▶ _Задание 1_
Сообщите, в скольких строках записей встречается слово «Provide». В ответе укажите только число.

▶ _Приведённый текст_
══════════════════════════════

Страница 1 из 4
A
«…Второй том «Сказки за сказкой» также не без хороших, как и не без плохих вещей. Из четырех заключающихся в нем повестей нам больше других нравится повесть г. Кукольника «Позументы». Мы уже не раз имели случай замечать, что г. Кукольник мастер писать интересные рассказы из времен Петра Великого. Главные достоинства их – простота, естественность и правдоподобие. Заметно, что он изучал эту эпоху и вник в дух ее…»
Виссарион Григорьевич Белинский
Виссарион Григорьевич Белинский
Сказка за сказкой. Том II
СКАЗКА ЗА СКАЗКОЙ. Том II. Санкт-Петербург. В типографии Штаба Отдельного корпуса внутренней стражи. 1842. В 8-ю д. л. 379 стр.

══════════════════════════════

▶ _Исходные записи_
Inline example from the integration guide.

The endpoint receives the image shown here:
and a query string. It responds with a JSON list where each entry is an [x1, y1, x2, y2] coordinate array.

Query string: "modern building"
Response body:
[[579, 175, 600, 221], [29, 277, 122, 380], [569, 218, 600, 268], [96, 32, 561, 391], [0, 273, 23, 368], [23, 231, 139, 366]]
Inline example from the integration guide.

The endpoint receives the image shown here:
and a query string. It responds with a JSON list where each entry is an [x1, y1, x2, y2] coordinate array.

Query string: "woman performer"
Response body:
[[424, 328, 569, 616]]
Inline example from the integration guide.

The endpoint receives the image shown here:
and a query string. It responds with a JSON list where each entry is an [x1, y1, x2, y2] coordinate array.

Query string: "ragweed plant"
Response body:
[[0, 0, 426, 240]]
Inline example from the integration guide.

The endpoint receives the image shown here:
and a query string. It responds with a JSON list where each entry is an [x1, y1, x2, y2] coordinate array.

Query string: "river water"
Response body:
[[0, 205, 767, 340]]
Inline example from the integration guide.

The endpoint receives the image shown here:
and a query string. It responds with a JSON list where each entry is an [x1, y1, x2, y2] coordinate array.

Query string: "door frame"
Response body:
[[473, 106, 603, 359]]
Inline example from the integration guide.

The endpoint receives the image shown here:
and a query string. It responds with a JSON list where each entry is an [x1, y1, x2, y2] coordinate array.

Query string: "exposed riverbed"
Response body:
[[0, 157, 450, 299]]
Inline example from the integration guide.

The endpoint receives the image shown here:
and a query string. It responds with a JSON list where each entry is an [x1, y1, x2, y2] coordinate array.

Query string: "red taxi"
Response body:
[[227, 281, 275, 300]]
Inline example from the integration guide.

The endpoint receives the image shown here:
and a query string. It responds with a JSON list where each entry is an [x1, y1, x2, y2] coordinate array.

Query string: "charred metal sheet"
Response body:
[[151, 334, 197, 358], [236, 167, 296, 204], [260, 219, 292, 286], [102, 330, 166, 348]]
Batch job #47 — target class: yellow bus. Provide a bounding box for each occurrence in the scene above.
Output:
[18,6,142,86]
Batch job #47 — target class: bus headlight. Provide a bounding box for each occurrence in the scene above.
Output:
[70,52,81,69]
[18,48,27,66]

══════════════════════════════

▶ _Задание 2_
Ответьте по тексту о втором томе «Сказки за сказкой»:
(a) Сколько повестей заключается во втором томе?
(b) Какая повесть нравится автору отзыва больше других и кто её написал?
(c) В каком году и в каком городе издан этот том?

▶ _Решение 1_
2

▶ _Решение 2_
(a) Во втором томе заключаются четыре повести.
(b) Больше других автору отзыва нравится повесть «Позументы», её написал г. Кукольник.
(c) Том издан в 1842 году в Санкт-Петербурге.